TASK BRIEF
Rewrite every one of these records, changing "pin" to "marker" and keeping everything else the same. Leave the pictures out of your answer.

(Photo object pointing records)

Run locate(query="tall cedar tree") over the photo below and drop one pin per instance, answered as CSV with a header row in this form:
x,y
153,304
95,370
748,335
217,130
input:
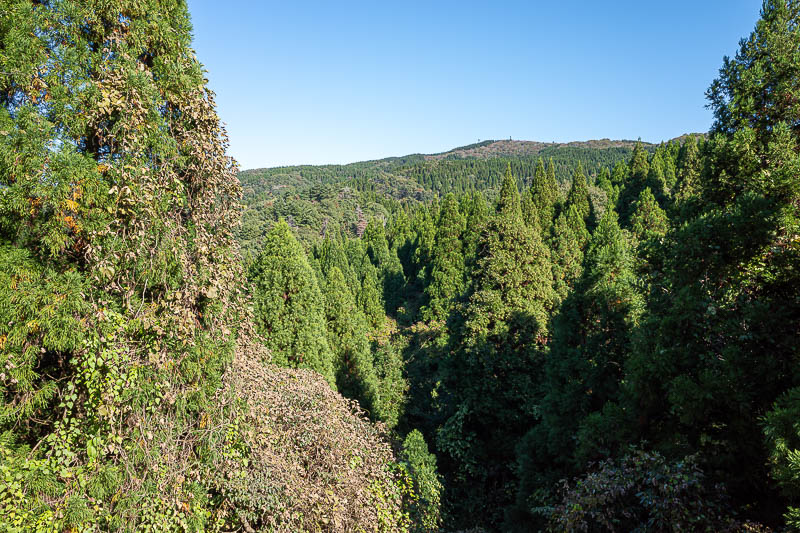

CORRECT ANSWER
Run locate(query="tall cedar tree") over the photo below and drop one marker per instance, answered as CSV with a header row in this form:
x,y
153,304
95,370
748,335
217,130
input:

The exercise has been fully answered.